— Begin Excerpted passage —

Isn't that something, we live in a country where money changers are main stream. My bank PNB doesn't carry to many dollars either, I have to let them know I need some or they sell it.


----------



## bidrod (Mar 31, 2015)

mcalleyboy said:


> Isn't that something, we live in a country where money changers are main stream. My bank PNB doesn't carry to many dollars either, I have to let them know I need some or they sell it.


Ok I live in the Philippines but still bank with BOA in the states. Mcalleyboy I could not usually walk into a local branch of BOA and get foreign currency, so I see no difference between stateside and Philippine banks in that respect. This AM I called my local BDO branch manager and requested $1000 for next Wednesday, no problem it will be there, need to fill out some paperwork that day an receive the USD. I currently do not have a USD account with them which might have saved me the paperwork is probably for the Central Bank.


----------



## Asian Spirit (Mar 1, 2010)

bidrod said:


> Ok I live in the Philippines but still bank with BOA in the states. Mcalleyboy I could not usually walk into a local branch of BOA and get foreign currency, so I see no difference between stateside and Philippine banks in that respect. This AM I called my local BDO branch manager and requested $1000 for next Wednesday, no problem it will be there, need to fill out some paperwork that day an receive the USD. I currently do not have a USD account with them which might have saved me the paperwork is probably for the Central Bank.

— End Excerpted passage —
— Begin Recorded information —

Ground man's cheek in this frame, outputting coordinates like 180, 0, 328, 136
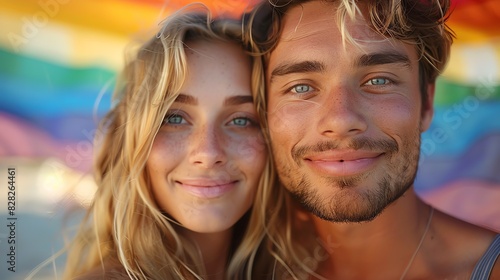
268, 100, 319, 138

— End Recorded information —

Answer these from the forum thread:
(a) Which bank does mcalleyboy say he uses?
(b) Which bank in the states does bidrod still bank with?
(c) How much did bidrod request from the local BDO branch manager, and for what day?

(a) PNB
(b) BOA
(c) $1000, for next Wednesday